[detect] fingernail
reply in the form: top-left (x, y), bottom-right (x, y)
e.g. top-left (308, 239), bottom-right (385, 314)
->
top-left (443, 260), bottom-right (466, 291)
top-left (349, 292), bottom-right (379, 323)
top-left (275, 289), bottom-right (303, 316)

Problem requirements:
Could you render each line of the rows above as a JSON list of strings, one string per line, leaving out any blank lines?

Answer to this problem:
[
  "[detect] fingernail",
  "reply in the form: top-left (x, y), bottom-right (x, y)",
  "e.g. top-left (308, 239), bottom-right (385, 314)",
  "->",
  "top-left (443, 260), bottom-right (466, 291)",
  "top-left (349, 292), bottom-right (379, 323)",
  "top-left (275, 289), bottom-right (303, 316)"
]